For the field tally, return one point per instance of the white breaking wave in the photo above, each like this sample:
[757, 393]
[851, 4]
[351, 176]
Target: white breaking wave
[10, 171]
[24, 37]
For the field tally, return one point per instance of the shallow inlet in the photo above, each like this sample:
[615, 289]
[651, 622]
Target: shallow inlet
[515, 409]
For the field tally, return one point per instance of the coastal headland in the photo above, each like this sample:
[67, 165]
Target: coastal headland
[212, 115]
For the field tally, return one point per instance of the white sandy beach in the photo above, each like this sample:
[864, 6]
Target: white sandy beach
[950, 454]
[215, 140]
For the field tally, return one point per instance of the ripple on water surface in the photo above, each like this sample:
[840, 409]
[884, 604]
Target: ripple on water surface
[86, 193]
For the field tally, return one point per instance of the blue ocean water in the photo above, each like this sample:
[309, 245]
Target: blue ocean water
# # # # #
## What the task asks
Could you copy every one of the items above, character for character?

## Exercise response
For the field tally, return one point per instance of the white breaking wave in the photo above, each like this sample:
[757, 393]
[851, 4]
[351, 176]
Target: white breaking wave
[10, 171]
[24, 37]
For the field tally, return one point per instance of the shallow inlet in the photo above, each like this sample:
[615, 289]
[651, 622]
Target: shallow inlet
[515, 409]
For the field tally, return one point per instance of the coastal headland in the photo above, each like this sample:
[67, 165]
Target: coastal headland
[212, 115]
For the field tally, return one point per instance of the white sandy beach in the photo above, each like this sample:
[864, 6]
Target: white sandy beach
[950, 454]
[215, 140]
For the field tally, return one point per instance of the ripple on water surface in the photo above, each like this sample:
[840, 409]
[884, 604]
Target: ripple on water surface
[86, 193]
For the field tally, return one point per instance of the blue ocean water in the photo above, each like this sample:
[309, 245]
Target: blue ocean water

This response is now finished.